§ **THE TASK**: Continue the article on France's 2021 draft budget from the point where it stops.

§ **EXTRACT TO READ**:
::::::::::
The French government presented, on Monday 28 September, its draft budget plan for 2021 focused on economic recovery to overcome the Covid-19 pandemic. The objective is to invest massively in the green transition and strengthen competitiveness, in order to return to pre-crisis activity levels by 2022.
With the €100 billion France Relance investment plan, including €37.4 billion from the European Recovery Plan (see EUROPE 12562/12), Paris expects national GDP to rebound by 8% next year, after a historic contraction expected to be around 10% of GDP in 2020.
The French plan provides for a €30 billion investment effort in favour of the environment: energy renovation of public and private buildings, decarbonisation of industry, agroecological transition, development of the green hydrogen sector, growth of the circular economy, green mobility, etc.
“The finance bill presents the environmental impact of all budgetary and fiscal expenditures. France has therefore become the first country in the world to present a green budget”, Finance Minister Bruno Le Maire was pleased to announce.
::::::::::
§ **GIVEN DATA**:
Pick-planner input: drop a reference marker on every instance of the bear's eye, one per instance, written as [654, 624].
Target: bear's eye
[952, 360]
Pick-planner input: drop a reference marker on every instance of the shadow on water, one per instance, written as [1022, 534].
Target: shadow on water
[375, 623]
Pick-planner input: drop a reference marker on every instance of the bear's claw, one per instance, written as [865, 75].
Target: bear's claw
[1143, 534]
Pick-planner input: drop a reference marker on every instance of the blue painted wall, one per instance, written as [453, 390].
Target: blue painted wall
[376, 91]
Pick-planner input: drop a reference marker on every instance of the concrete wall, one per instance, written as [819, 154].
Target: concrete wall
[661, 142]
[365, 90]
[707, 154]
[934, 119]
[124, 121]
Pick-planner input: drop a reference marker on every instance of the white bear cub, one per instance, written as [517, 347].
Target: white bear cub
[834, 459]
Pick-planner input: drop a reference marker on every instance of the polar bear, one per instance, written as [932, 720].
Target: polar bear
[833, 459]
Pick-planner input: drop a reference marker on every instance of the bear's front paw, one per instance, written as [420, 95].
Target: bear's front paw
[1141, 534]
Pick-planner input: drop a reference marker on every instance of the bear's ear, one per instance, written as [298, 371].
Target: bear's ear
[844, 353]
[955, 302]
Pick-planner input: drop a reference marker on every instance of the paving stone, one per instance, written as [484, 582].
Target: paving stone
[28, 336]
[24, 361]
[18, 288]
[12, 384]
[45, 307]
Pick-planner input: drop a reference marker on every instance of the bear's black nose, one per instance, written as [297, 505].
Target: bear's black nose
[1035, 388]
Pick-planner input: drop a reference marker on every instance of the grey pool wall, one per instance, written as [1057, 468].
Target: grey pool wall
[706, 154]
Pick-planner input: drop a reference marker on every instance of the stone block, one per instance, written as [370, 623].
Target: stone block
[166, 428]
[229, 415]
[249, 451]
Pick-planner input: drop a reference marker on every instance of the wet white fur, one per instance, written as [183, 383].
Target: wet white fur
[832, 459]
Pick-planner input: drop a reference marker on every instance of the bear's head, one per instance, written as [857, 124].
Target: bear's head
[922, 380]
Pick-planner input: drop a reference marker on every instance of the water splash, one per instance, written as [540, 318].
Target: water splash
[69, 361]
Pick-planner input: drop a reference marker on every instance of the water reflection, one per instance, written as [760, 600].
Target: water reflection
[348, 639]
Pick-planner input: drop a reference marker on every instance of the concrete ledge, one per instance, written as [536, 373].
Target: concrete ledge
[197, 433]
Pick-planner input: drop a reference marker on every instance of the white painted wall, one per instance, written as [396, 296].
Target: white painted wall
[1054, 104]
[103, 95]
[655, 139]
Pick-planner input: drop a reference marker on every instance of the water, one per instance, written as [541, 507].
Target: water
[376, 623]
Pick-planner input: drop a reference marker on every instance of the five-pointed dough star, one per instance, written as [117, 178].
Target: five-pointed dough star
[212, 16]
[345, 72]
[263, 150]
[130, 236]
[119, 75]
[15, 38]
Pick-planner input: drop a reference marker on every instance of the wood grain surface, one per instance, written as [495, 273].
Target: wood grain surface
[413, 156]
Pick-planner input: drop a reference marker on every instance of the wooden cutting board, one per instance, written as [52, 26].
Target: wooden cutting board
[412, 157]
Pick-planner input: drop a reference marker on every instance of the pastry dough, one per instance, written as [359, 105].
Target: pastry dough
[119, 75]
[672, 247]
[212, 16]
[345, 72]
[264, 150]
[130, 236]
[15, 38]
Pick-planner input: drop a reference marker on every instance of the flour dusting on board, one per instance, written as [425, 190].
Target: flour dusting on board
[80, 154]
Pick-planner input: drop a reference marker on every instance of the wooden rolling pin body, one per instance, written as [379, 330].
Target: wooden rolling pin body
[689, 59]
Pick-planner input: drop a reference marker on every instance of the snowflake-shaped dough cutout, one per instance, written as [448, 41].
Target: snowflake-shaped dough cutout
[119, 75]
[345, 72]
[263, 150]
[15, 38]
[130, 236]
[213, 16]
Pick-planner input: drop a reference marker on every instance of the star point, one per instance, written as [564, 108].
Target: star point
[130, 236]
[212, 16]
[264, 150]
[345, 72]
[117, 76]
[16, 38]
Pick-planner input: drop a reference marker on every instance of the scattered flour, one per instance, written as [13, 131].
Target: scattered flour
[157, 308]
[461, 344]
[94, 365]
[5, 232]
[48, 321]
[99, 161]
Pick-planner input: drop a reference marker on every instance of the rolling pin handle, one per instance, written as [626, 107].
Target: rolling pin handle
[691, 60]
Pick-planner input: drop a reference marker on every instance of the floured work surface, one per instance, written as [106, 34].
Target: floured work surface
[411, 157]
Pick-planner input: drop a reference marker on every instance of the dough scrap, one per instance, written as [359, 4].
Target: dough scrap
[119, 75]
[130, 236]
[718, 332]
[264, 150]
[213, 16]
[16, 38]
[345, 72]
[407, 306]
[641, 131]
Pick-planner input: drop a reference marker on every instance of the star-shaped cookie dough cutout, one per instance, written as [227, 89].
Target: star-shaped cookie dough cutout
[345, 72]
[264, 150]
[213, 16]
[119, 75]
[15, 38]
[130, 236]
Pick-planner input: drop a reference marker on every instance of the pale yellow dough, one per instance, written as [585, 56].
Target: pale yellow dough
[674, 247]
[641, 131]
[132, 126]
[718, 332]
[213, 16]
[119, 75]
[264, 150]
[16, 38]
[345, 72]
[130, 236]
::::::::::
§ **REPLY TO THE TASK**:
Maintaining the trajectory of a lasting reduction in taxes and social security contributions, the French government will cut corporate production taxes by €10 billion. The phasing out of the housing tax on principal residences and the gradual reduction in the corporate tax rate will continue.
After flirting once again with the 3% of GDP threshold in 2019, the French public deficit will rise sharply again in 2020, to 10% of GDP, with the increase in public spending and the fall in tax revenues due to the health crisis. In 2021, the French deficit would gradually be reduced to -6.7% of GDP. Stabilised at 98.1% of GDP in 2018 and 2019, the public debt will rise sharply to reach 117.5% of GDP in 2020 and will start a slow decline as early as 2021 to reach 116.2%.